Stated task 1 >> Reproduce the records verbatim, starting with the line containing "Q: For each instance of the bedroom" and ending with the last line of the records.

Passage provided >>
>> Start
The Bristol T.B.8, or Bristol-Coanda T.B.8 was an early (1913–14) British biplane built by the Bristol Aeroplane Company, which was produced in significant numbers (54 were built) for the time. While mainly used as a trainer, T.B.8s were briefly used as bombers at the start of the First World War by the Royal Naval Air Service (RNAS).

Design and development

Henri Coandă, chief designer of the Bristol Aeroplane Company, developed the T.B.8 as a biplane development of his earlier Bristol-Coanda Monoplane to meet an order from the British Admiralty, the first aircraft, a conversion of a Bristol-Coanda monoplane, flying on 12 August 1913.[1] This aircraft was tested with both wheeled undercarriage and floats.

The T.B.8 was a single engined, two seat biplane, with two bay wings and a slender fuselage. While early T.B.8s used wing warping, later production aircraft were fitted with ailerons. They were normally fitted with a distinctive four wheel undercarriage. T.B.8s were powered by a variety of rotary engines, including Gnome and Le Rhône engines with power ranging from 50 hp Gnomes to 100 hp Gnome Monosoupape engines.[2] T.B.8s were produced both by conversion of Coanda Monoplanes, and by new production.

One T.B.8 was fitted with a prismatic Bombsight in the front cockpit and a cylindrical bomb carrier in the lower forward fuselage capable of carrying twelve 10 lb (4.5 kg) bombs, which could be dropped singly or as a salvo as required.[1] This aircraft was displayed at the Paris Salon de l'Aéronautique and evaluated by the French military before being purchased by the RNAS.

Operational history

T.B.8s were purchased for use both by the Royal Naval Air Service and the Royal Flying Corps (RFC), with the RFC's T.B.8s being transferred to the RNAS shortly after the start of the First World War.[1] Three T.B.8s, including the aircraft displayed at Paris in December 1913, and fitted with bombing equipment, were sent to France following the outbreak of war, serving with the RNAS squadron commanded by Charles Rumney Samson. One of these T.B.8s carried out a bombing attack on German gun batteries at Middelkerke, Belgium on 25 November 1914, the only bombing sortie flown by the T.B.8.[1] The T.B.8 was considered too slow for front line operations, and was relegated to training operations, serving until 1916.[3][4]

The T.B.8 was also used by Romania, with six Bristol-Coanda Monoplanes operated by the Romanian Military Aviation school being converted by Bristol into T.B.8s.[2]

Variants

The Romanian government were pleased with their T.B.8s and placed an order for an improved version, for which they provided a 75 hp (56 kW) Gnome Monosoupape engine. The resulting aircraft, designated the G.B.75 was significantly different in appearance,[5] with a streamlined front fuselage and rounded cowling enclosing the rotary engine. The characteristic Coanda fin was replaced with an unbalanced rudder plus fin. Maximum speed was up a little to 80 mph (130 km/h). It first flew on 7 April 1914 and required the removal of the spinner and an increase in stagger to adjust the centre of pressure, but was judged ready for delivery in June. It did not go to Romania, however and instead served the RFC at Farnborough, powered by a standard Gnome engine.
>> End
(Object point labels)
>> Start
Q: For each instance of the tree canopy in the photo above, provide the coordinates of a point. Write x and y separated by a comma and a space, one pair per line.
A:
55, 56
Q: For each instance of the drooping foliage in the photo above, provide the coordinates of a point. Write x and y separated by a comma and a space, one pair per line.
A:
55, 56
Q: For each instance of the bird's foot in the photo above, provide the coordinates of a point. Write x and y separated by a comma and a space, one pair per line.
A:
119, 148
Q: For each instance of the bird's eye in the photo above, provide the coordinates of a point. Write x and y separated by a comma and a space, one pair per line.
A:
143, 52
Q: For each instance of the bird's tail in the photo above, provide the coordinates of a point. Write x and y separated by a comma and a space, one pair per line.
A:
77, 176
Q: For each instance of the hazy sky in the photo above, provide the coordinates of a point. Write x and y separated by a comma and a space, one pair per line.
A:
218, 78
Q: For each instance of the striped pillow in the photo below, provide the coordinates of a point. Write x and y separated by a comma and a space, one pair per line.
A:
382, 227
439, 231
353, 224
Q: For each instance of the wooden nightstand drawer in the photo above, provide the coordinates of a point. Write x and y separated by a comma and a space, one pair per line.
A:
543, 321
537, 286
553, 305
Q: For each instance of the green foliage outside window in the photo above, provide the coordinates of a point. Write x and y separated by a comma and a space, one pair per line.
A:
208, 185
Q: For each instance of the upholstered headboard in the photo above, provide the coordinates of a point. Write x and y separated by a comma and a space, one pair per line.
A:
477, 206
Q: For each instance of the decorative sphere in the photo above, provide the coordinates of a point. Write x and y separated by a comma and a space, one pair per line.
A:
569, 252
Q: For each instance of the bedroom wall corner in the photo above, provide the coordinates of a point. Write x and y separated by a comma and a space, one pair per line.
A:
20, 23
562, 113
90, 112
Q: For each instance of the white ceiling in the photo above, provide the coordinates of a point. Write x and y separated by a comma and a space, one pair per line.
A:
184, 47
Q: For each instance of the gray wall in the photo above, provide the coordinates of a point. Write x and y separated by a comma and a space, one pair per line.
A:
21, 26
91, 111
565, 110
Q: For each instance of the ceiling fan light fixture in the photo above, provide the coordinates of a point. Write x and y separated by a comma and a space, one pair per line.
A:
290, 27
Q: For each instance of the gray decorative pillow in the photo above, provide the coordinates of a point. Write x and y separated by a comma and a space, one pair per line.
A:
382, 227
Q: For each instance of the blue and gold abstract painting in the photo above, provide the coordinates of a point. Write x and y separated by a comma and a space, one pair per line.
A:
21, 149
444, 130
>> End
Stated task 2 >> According to the passage on the Bristol T.B.8, on what date did a T.B.8 carry out its bombing attack on German gun batteries at Middelkerke?

Exercise output 1 >>
Q: For each instance of the bedroom wall corner in the photo above, provide the coordinates of a point. Write x and y separated by a comma and a space, one pair per line.
A:
20, 23
562, 113
90, 112
Q: For each instance of the white ceiling in the photo above, provide the coordinates of a point. Write x and y separated by a comma and a space, one pair per line.
A:
184, 47
Q: For each instance of the gray wall in the photo above, provide the coordinates of a point. Write x and y separated by a comma and a space, one pair per line.
A:
21, 26
91, 111
565, 110
Q: For each instance of the ceiling fan light fixture in the photo above, provide the coordinates of a point. Write x and y separated by a comma and a space, one pair per line.
A:
290, 27
Q: For each instance of the gray decorative pillow in the photo above, provide the coordinates of a point. Write x and y separated by a comma and a space, one pair per line.
A:
382, 227
Q: For each instance of the blue and gold abstract painting in the photo above, provide the coordinates of a point. Write x and y separated by a comma and a space, one pair per line.
A:
21, 149
444, 130

Exercise output 2 >> 25 November 1914